*Text shown*.
** BEGIN **

First off, things that the 2003 version has in common with the original 1974:
1) It happens in Texas
2) A van full of kids gets killed leaving only one survivor
3) There is a chainsaw involved at times
4) Someone still gets hung on a meathook
Unfortunately that’s about it. The premise of the 2003 Texas Chainsaw Massacre is that a van full of stupid hippie kids are on their way to a Lynard Skynnard concert after coming back from Mexico with a piñata full of pot. None of the characters seem to resemble the originals other than the fact that there are two couples. The fifth wheel is no longer Franklin (the annoying guy in the wheelchair) which is a mixed blessing because it was fun to watch him die originally.
There isn’t a crazy guy with a camera anymore since they now have a crazy girl hitchhiker that they pick up at the beginning. She’s the only survivor from Leatherface’s last playroom romp and proceeds to blow her face off (pretty vividly) in the van leading to the events to come. The kids decide to call the Sheriff (R. Lee Ermey) from a local house (Leatherface’s) to have him come pick up the corpse so they can go to their concert, but the Sheriff turns out to be Leatherface’s dad and the person that answers the door at the house is the replacement of the zombie grandfather from the original… essentially an older version of Lieutenant Dan from Forrest Gump.

** END **

[Image location labeling entries]
** BEGIN **

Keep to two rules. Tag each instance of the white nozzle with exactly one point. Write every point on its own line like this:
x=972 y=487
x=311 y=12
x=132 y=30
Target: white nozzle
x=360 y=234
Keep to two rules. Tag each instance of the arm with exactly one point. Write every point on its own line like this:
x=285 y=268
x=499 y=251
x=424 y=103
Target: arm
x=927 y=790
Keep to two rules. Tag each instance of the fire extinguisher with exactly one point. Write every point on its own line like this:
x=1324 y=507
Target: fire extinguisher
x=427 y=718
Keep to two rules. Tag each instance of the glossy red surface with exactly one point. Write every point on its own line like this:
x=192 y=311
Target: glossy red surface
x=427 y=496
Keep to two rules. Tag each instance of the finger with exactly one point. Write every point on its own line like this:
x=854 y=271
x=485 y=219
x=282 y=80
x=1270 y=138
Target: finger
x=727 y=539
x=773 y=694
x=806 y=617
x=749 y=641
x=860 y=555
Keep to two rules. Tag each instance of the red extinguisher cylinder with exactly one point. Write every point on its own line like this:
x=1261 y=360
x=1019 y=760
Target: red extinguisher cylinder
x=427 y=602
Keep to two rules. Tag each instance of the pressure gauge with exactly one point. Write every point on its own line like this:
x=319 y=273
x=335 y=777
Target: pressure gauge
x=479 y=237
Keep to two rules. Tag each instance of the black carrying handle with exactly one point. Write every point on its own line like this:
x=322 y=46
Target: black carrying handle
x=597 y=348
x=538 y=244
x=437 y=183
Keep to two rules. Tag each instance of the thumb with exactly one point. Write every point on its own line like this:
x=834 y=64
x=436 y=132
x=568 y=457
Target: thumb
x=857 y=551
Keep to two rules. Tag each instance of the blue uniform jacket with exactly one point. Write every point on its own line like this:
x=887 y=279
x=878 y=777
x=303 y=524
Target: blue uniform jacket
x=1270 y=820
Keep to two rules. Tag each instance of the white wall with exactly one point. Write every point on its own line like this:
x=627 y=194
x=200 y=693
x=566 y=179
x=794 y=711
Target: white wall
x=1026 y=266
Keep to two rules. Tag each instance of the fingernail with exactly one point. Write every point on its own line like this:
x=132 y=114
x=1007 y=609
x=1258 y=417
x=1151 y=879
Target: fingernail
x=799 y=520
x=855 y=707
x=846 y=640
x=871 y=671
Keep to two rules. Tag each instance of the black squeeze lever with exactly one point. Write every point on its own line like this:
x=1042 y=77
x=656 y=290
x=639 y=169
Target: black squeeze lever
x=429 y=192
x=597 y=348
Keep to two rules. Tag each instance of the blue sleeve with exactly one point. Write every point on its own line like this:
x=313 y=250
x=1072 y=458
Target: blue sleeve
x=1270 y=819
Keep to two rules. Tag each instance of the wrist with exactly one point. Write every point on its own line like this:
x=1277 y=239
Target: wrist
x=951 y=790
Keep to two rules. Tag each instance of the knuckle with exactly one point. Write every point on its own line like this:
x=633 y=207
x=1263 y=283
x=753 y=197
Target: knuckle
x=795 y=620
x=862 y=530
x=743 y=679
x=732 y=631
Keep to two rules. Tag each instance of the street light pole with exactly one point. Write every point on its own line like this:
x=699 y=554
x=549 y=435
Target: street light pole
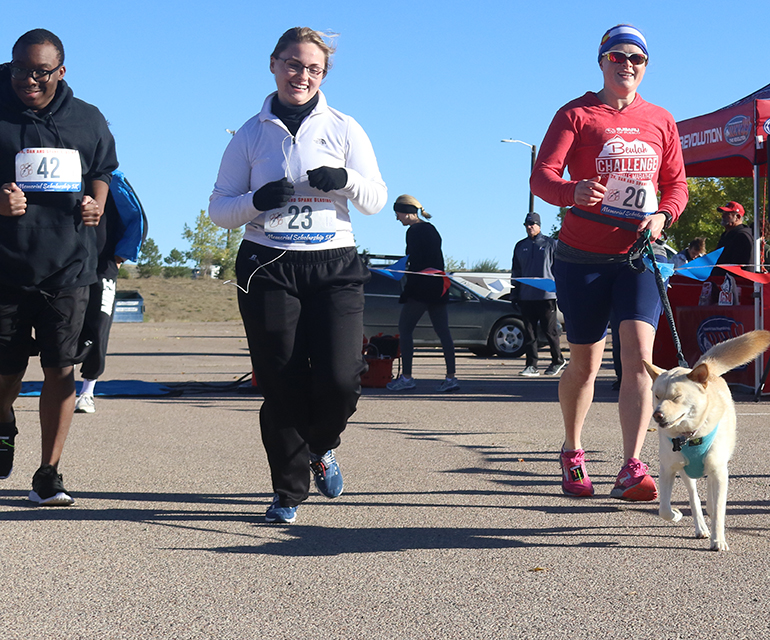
x=533 y=148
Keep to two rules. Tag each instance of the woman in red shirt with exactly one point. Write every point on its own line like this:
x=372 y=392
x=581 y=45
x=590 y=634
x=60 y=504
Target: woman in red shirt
x=620 y=152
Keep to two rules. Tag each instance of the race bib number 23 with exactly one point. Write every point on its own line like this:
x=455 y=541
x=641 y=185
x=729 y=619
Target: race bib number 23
x=307 y=219
x=47 y=169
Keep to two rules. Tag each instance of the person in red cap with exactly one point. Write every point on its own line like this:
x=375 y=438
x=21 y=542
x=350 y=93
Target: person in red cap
x=737 y=239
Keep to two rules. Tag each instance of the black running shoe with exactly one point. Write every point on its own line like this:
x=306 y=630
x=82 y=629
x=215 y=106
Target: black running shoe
x=8 y=433
x=48 y=489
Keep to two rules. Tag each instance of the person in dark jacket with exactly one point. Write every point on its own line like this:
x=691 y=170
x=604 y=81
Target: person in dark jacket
x=56 y=157
x=533 y=258
x=737 y=239
x=422 y=293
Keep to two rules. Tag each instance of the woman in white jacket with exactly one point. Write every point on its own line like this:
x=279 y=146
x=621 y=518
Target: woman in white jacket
x=288 y=174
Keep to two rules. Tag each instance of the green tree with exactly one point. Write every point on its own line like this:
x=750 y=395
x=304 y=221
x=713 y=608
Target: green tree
x=149 y=263
x=177 y=262
x=700 y=217
x=451 y=265
x=207 y=243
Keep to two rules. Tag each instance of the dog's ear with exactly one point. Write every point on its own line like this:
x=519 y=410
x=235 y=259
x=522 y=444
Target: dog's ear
x=700 y=374
x=652 y=370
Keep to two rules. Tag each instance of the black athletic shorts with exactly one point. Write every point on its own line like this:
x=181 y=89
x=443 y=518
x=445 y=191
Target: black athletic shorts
x=56 y=318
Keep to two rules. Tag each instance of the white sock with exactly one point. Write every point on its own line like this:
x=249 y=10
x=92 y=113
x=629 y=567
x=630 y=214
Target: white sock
x=88 y=387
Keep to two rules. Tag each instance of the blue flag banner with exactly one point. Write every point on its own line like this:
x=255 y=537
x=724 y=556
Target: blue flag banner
x=539 y=283
x=666 y=269
x=700 y=268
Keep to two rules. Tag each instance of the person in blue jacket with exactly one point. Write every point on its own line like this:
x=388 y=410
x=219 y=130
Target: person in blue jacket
x=119 y=237
x=533 y=258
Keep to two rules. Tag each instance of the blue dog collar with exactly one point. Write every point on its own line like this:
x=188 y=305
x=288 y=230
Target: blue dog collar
x=694 y=451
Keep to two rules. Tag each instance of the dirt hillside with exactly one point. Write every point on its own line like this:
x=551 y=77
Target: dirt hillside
x=184 y=300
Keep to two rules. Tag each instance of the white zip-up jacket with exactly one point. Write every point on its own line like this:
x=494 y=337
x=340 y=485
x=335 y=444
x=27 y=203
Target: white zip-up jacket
x=263 y=151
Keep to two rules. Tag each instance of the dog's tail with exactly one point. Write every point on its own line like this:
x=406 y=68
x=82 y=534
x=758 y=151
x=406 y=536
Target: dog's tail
x=732 y=353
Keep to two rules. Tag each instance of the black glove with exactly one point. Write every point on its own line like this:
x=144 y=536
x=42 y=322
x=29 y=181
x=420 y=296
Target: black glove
x=273 y=195
x=327 y=178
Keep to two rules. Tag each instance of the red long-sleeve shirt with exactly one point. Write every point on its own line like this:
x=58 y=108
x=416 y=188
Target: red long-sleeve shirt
x=589 y=138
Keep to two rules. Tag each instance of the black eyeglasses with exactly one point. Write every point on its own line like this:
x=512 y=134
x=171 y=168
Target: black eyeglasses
x=295 y=68
x=619 y=57
x=39 y=75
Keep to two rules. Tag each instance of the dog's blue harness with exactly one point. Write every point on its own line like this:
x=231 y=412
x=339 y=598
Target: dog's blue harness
x=694 y=451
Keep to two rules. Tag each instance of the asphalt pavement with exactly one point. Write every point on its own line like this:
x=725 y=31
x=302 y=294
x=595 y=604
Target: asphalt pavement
x=452 y=523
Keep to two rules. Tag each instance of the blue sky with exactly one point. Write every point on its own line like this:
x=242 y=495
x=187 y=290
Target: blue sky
x=436 y=85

** END **

*Exercise goal*.
From the movie review, reproduce word for word the passage from "First off, things" up to and including "him die originally.".

*Solution for this problem*.
First off, things that the 2003 version has in common with the original 1974:
1) It happens in Texas
2) A van full of kids gets killed leaving only one survivor
3) There is a chainsaw involved at times
4) Someone still gets hung on a meathook
Unfortunately that’s about it. The premise of the 2003 Texas Chainsaw Massacre is that a van full of stupid hippie kids are on their way to a Lynard Skynnard concert after coming back from Mexico with a piñata full of pot. None of the characters seem to resemble the originals other than the fact that there are two couples. The fifth wheel is no longer Franklin (the annoying guy in the wheelchair) which is a mixed blessing because it was fun to watch him die originally.